-- start RECORDS FOR THE EXERCISE --
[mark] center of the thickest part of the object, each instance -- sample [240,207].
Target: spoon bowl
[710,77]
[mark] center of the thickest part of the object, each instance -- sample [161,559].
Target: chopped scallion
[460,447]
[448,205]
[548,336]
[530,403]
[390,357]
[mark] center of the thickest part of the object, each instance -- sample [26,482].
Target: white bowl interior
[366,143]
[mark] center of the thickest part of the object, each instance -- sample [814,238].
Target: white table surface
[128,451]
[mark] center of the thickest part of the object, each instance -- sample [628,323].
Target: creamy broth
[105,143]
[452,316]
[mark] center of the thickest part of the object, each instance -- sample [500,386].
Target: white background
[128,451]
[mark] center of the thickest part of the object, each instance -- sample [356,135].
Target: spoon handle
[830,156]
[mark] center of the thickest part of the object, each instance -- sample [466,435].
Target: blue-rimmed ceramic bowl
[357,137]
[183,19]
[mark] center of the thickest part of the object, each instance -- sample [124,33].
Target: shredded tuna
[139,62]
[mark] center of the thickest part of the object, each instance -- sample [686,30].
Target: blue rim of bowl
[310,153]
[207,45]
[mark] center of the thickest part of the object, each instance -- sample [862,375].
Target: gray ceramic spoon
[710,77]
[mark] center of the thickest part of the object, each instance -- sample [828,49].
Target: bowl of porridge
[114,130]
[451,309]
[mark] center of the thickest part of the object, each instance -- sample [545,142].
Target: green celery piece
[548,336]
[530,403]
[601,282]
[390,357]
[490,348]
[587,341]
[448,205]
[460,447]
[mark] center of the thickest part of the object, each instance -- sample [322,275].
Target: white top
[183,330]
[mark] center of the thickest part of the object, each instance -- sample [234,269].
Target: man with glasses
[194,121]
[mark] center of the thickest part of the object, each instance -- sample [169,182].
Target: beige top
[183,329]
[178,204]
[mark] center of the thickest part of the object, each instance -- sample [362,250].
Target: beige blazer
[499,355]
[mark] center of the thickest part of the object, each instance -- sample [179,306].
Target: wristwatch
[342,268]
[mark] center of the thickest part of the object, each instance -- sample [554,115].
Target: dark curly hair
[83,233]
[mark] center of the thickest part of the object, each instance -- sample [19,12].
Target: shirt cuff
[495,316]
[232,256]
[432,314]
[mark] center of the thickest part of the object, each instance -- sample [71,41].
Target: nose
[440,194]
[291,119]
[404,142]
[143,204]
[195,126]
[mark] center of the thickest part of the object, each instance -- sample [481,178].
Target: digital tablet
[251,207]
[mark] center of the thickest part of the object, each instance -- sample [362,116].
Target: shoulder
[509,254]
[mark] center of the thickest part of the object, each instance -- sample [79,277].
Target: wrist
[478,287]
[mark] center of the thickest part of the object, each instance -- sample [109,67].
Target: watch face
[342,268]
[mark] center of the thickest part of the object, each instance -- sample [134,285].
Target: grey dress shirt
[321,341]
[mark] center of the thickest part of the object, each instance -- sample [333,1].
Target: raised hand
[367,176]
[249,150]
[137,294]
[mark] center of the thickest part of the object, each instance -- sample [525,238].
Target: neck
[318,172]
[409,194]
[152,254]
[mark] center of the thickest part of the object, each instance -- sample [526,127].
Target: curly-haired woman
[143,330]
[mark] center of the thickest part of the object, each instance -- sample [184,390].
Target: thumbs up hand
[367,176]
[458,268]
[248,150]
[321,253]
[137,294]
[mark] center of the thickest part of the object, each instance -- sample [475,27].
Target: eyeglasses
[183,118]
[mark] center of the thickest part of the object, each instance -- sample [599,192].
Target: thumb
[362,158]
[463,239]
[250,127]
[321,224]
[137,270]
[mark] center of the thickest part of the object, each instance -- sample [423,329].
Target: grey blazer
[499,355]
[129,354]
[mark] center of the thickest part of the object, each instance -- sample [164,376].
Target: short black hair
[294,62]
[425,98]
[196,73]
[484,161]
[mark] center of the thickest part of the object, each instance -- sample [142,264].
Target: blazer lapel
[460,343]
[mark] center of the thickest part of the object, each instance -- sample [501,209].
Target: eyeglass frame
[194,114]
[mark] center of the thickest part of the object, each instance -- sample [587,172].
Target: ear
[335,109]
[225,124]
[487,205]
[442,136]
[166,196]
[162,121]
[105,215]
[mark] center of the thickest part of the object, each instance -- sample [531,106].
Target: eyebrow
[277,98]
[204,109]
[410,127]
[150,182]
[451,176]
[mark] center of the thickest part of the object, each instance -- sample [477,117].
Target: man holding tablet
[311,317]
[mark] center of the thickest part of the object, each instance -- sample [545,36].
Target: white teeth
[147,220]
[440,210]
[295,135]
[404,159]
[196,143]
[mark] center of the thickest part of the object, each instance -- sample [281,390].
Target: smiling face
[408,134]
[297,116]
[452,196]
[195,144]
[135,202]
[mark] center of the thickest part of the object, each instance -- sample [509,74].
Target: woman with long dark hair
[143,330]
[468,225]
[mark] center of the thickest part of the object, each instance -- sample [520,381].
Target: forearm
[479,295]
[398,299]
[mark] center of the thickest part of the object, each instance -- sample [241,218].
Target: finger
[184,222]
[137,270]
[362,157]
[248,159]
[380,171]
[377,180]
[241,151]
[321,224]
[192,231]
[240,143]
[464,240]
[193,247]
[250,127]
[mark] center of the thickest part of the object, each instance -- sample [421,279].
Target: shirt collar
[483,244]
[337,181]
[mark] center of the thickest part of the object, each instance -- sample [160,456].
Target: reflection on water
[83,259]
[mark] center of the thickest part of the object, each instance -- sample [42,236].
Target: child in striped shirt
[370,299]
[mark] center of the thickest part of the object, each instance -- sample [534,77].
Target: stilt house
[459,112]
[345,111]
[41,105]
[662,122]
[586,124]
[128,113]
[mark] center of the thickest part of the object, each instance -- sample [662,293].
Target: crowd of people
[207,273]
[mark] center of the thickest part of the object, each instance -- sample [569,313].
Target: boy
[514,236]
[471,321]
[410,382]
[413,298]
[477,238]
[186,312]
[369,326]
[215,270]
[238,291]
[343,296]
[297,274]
-- end RECORDS FOR THE EXERCISE --
#### WHAT IS REQUIRED
Copy out the lines from the line containing "-- sample [531,106]." to the end of the listing above, without alteration.

#### OUTPUT FOR THIS TASK
[mark] center of the thickest part of the object, each instance -- sample [531,106].
Target: eyebrow
[277,98]
[204,109]
[410,127]
[150,182]
[451,176]
[mark] center of the thickest part of the object, each instance -- sample [477,117].
Target: man holding tablet
[311,317]
[mark] center of the thickest part of the object, each instance -- sample [545,36].
Target: white teeth
[147,220]
[440,210]
[295,135]
[404,159]
[196,143]
[mark] center of the thickest part of the object, each instance -- sample [281,390].
Target: smiling face
[408,134]
[297,116]
[452,196]
[195,144]
[135,202]
[mark] center of the thickest part of the object, each instance -- sample [509,74].
Target: woman with long dark hair
[143,330]
[468,225]
[mark] center of the thickest part of the object, each instance -- sample [520,381].
Target: forearm
[479,295]
[398,299]
[mark] center of the thickest part of the object, each instance -- sample [241,218].
Target: finger
[184,222]
[137,270]
[362,157]
[248,159]
[380,171]
[377,180]
[241,151]
[321,224]
[192,231]
[240,143]
[464,240]
[193,247]
[250,127]
[mark] center of the thickest part of the object, each instance -- sample [421,279].
Target: shirt collar
[483,244]
[337,181]
[mark] center of the thickest part of the object, each instance -- sample [160,456].
Target: reflection on water
[83,259]
[mark] center of the thickest part of the object, each instance -- sample [42,236].
Target: child in striped shirt
[370,299]
[mark] center of the thickest part of the object, each instance -- sample [534,77].
Target: stilt house
[459,112]
[345,111]
[41,105]
[662,122]
[586,124]
[128,113]
[mark] center of the thickest part of the object, each instance -- sample [662,293].
Target: crowd of people
[207,273]
[mark] center of the thickest part of the object, each instance -- sample [569,313].
Target: boy
[514,236]
[471,321]
[410,382]
[413,298]
[477,238]
[186,312]
[369,326]
[215,270]
[238,291]
[343,296]
[297,274]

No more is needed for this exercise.